▸ TEXTE:
Leviers incitatifs
Fiscalité locale et nationale, modulations des prix des produits... la généralisation du zéro déchet suppose d'adapter les signaux économiques envoyés aux entreprises, aux collectivités et aux citoyens afin d'encourager les comportements vertueux et de sanctionner à l'inverse les traitements polluants.
Augmenter le coût des traitements les plus polluants
Le recours à des modes de traitement des déchets polluants et non durables est encore massif en France. Chaque année, 18 millions de tonnes sont envoyées en décharge, et près de 14.5 millions de tonnes sont incinérées. Malgré le coût des investissements et du fonctionnement, ces modes de traitement sont encore trop bon marché pour permettre un basculement massif vers la prévention et la recyclage des déchets.
Un levier à disposition encore sous-utilisé est celui de la taxe générale sur les activités polluantes (TGAP), taxe qui frappe chaque tonne de déchets envoyée en décharge ou en incinération (voir le Code des douanes). La faiblesse des taux applicables à l’heure actuelle ne permet pas d’envoyer un signal de changement aux collectivités et aux entreprises. En outre, les “taux de base” applicables sont en réalité atténués par de nombreuses réfactions, calculées en fonction des modalités techniques d’exploitation (taux de valorisation énergétique, seuils de polluants…), qui permettent de bénéficier de réduction de taxes. Par exemple, le taux de base applicable à l’incinération des déchets était de 12 € la tonne en 2017 : le cumul des réfactions applicables fait chuter ce taux à 3 € pour de nombreux incinérateurs !

Zero Waste France préconise donc la hausse progressive et substantielle des taux de base, ainsi que la suppression concomitante des réfactions qui tirent vers le bas le taux d’imposition des usines. De plus, il est urgent de réduire voire supprimer progressivement tous les autres mécanismes d’aide qui bénéficient à ces installations. Rappelons par exemple que l’incinération est – abusivement, de notre point de vue – considérée comme étant une énergie “renouvelable” à 50%, ce qui permet à certains réseaux de chaleur de bénéficier d’un taux de TVA réduit. L’énergie produite par les décharges et les incinérateurs bénéficie également de tarifs d’achat préférentiels. Enfin, les combustibles solides de récupération (CSR) sont quant à eux exonérés de TGAP… Beaucoup de cadeaux onéreux qui seraient plus utilement mobilisés en faveur du zéro déchet !
Encourager la prévention des déchets et le geste de tri
S’il est nécessaire de renchérir le coût des modes de traitement les plus polluants, il est tout autant fondamental d’accompagner les comportements vertueux par des incitations fiscales et des modulations de taxes (au niveau local ou national). Ces modulations peuvent concerner certains modes de consommation (réparation, achat d’objets réutilisables, etc) ou plus globalement consister en une politique publique locale (tarification incitative des usagers, etc.).

[Étiquettes des points d'objet]

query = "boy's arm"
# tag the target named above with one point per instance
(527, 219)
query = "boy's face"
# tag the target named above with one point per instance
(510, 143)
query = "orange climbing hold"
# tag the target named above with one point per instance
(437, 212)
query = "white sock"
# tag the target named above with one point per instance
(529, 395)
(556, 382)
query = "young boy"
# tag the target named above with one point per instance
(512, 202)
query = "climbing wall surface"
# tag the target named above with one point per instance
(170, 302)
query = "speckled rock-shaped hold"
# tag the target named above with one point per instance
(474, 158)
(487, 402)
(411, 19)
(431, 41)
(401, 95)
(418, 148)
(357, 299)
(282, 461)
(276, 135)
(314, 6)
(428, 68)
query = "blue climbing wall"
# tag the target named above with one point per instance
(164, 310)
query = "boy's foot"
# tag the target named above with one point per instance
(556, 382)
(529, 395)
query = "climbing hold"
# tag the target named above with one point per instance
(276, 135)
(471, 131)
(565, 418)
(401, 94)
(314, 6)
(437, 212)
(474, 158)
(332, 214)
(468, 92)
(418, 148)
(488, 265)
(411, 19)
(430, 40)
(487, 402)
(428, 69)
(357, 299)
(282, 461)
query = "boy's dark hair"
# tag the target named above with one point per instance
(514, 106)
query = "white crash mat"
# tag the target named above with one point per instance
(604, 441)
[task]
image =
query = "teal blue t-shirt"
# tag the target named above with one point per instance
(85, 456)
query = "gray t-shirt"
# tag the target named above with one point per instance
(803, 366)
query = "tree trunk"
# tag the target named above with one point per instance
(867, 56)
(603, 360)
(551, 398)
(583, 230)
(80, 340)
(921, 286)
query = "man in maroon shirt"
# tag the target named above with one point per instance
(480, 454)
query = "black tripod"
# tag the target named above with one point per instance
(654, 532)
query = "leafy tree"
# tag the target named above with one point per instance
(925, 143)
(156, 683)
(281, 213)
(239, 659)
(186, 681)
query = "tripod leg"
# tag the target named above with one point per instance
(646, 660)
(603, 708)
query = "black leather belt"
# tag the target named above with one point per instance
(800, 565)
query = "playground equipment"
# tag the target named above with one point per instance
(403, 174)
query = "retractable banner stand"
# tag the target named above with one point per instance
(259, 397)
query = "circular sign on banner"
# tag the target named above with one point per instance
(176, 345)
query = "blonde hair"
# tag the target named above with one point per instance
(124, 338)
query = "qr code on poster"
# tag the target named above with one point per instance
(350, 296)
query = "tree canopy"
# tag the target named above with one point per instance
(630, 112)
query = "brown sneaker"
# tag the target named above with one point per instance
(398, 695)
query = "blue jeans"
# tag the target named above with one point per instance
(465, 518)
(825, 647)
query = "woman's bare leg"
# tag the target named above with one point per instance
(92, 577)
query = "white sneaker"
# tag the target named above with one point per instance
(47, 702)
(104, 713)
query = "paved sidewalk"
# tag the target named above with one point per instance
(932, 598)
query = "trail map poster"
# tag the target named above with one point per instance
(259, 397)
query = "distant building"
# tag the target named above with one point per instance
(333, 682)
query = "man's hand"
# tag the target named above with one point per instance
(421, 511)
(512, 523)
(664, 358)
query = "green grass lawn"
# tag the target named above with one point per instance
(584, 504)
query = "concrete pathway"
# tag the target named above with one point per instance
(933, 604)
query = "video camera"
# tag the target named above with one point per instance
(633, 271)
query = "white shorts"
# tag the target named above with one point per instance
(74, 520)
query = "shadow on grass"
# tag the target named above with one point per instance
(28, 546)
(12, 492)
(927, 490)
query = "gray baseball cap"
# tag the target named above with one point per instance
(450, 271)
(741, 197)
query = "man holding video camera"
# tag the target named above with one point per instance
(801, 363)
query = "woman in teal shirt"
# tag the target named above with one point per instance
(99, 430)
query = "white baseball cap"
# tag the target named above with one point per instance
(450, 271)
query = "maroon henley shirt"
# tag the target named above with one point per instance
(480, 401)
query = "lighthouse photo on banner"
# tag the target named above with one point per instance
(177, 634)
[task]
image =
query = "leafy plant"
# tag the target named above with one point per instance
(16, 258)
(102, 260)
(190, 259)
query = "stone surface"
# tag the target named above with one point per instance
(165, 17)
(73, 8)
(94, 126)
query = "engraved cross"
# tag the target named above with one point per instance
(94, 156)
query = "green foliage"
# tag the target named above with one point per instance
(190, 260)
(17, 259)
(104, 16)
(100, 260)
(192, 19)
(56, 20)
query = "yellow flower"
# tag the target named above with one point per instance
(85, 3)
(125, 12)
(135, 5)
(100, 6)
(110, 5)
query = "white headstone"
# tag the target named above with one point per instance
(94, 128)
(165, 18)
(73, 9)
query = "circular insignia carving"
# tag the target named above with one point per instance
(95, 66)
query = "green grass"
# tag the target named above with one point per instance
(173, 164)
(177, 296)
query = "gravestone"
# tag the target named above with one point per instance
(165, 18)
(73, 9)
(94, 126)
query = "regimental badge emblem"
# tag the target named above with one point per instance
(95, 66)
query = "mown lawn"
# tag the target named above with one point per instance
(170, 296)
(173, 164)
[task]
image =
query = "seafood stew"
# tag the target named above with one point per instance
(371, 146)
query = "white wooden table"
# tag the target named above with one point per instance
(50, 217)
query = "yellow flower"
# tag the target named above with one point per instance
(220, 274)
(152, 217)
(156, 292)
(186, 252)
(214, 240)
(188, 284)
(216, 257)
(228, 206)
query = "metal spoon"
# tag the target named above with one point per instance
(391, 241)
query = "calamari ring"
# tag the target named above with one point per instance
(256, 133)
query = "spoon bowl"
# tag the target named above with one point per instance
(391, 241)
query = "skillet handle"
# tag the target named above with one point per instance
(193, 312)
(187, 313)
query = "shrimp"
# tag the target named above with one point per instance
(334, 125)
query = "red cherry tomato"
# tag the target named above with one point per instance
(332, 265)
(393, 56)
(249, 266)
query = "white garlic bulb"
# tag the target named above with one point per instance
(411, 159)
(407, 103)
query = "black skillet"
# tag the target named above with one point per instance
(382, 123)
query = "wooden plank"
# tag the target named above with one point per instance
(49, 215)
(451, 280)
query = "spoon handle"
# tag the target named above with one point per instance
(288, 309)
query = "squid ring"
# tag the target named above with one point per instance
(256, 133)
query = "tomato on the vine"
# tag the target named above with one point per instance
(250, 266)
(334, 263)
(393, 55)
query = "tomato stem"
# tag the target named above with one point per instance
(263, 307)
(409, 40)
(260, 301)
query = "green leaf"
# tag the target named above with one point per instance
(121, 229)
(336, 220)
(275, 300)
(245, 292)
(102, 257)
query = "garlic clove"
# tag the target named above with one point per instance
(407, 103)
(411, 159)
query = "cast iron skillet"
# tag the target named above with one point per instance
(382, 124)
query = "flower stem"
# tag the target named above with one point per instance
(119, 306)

▸ CONSIGNE 1: Résumez sous forme de liste le paragraphe du texte qui commence par « Un levier à disposition encore sous-utilisé ». Conservez-en les faits principaux.
▸ CONSIGNE 2:
Répondez brièvement à ces questions d'après le texte :
(a) Combien de tonnes de déchets sont envoyées en décharge chaque année en France ?
(b) À quel pourcentage l'incinération est-elle considérée comme une énergie « renouvelable » ?
(c) Quels combustibles sont exonérés de TGAP ?
▸ CONSIGNE 3: Recopiez à l'identique le passage du texte qui commence par « Encourager la prévention » et se poursuit jusqu'à « des usagers, etc.). ».

▸ RÉPONSE ATTENDUE 1:
- La TGAP est un levier encore sous-utilisé. Elle frappe chaque tonne de déchets envoyée en décharge ou en incinération.
- Ses taux actuels sont trop faibles pour inciter collectivités et entreprises à changer.
- De nombreuses réfactions atténuent les taux de base. Elles sont calculées selon les modalités techniques d'exploitation, comme le taux de valorisation énergétique ou les seuils de polluants.
- En 2017, le taux de base pour l'incinération était de 12 € la tonne. Avec le cumul des réfactions, il tombe à 3 € pour de nombreux incinérateurs.

▸ RÉPONSE ATTENDUE 2:
(a) 18 millions de tonnes.
(b) À 50 %.
(c) Les combustibles solides de récupération (CSR).

▸ RÉPONSE ATTENDUE 3:
Encourager la prévention des déchets et le geste de tri
S’il est nécessaire de renchérir le coût des modes de traitement les plus polluants, il est tout autant fondamental d’accompagner les comportements vertueux par des incitations fiscales et des modulations de taxes (au niveau local ou national). Ces modulations peuvent concerner certains modes de consommation (réparation, achat d’objets réutilisables, etc) ou plus globalement consister en une politique publique locale (tarification incitative des usagers, etc.).